→ Data shown:

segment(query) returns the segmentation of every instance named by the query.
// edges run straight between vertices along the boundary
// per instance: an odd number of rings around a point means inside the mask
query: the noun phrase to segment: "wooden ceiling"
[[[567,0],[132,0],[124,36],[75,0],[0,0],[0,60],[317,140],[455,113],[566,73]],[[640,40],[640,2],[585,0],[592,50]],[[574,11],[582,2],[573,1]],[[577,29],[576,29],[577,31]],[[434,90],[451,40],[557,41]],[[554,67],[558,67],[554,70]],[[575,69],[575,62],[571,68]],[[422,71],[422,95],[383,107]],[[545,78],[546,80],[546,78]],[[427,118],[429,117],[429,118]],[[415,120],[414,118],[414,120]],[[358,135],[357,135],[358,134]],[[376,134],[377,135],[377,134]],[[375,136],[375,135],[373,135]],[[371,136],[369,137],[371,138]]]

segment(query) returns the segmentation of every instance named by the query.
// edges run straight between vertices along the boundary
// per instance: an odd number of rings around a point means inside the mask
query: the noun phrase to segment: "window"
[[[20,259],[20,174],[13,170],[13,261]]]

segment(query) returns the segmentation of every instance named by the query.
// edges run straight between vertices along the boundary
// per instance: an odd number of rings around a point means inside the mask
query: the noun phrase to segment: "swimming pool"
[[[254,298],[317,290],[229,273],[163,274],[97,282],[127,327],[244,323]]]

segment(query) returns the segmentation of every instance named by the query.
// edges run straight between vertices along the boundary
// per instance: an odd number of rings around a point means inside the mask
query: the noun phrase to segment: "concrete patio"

→ Assigned task:
Each line of the material is to be returned precisely as written.

→ Solution for this exercise:
segment(query) returns the segmentation of every instance named by the query.
// edges run straight between vertices along the boundary
// per instance: an odd number of rings around a point means inside the mask
query: the noun phrase to segment: "wooden ceiling"
[[[567,0],[132,0],[124,36],[75,0],[0,0],[0,60],[317,140],[455,113],[566,73]],[[640,40],[640,2],[585,0],[592,50]],[[574,11],[582,2],[573,1]],[[577,29],[576,29],[577,31]],[[434,90],[451,40],[557,41]],[[554,67],[558,67],[554,70]],[[575,69],[575,62],[571,68]],[[422,71],[422,95],[383,107]],[[545,78],[546,80],[546,78]],[[427,118],[429,117],[429,118]],[[415,120],[414,118],[414,120]],[[358,135],[357,135],[358,134]],[[376,134],[377,135],[377,134]],[[375,136],[375,135],[373,135]],[[371,136],[369,137],[371,138]]]

segment(query) returns the segmentation of every instance named by the query.
// edges run straight between vertices along the boundary
// per instance: an odd number of rings around a point means inside the mask
query: the noun phrase to segment: "window"
[[[20,259],[20,174],[13,170],[13,261]]]

segment(query) returns the segmentation of every instance named by the query.
// edges run straight between vertices along the boundary
// per instance: an odd number of rings around a point means inside the mask
query: the noun phrase to segment: "swimming pool"
[[[254,298],[317,290],[229,273],[163,274],[97,282],[127,327],[244,323]]]

segment(query) returns the segmentation of every instance named by the query.
// edges run straight between vertices along the boundary
// per instance: an odd number of rings around a point means inside the mask
query: the noun phrase to segment: "concrete patio"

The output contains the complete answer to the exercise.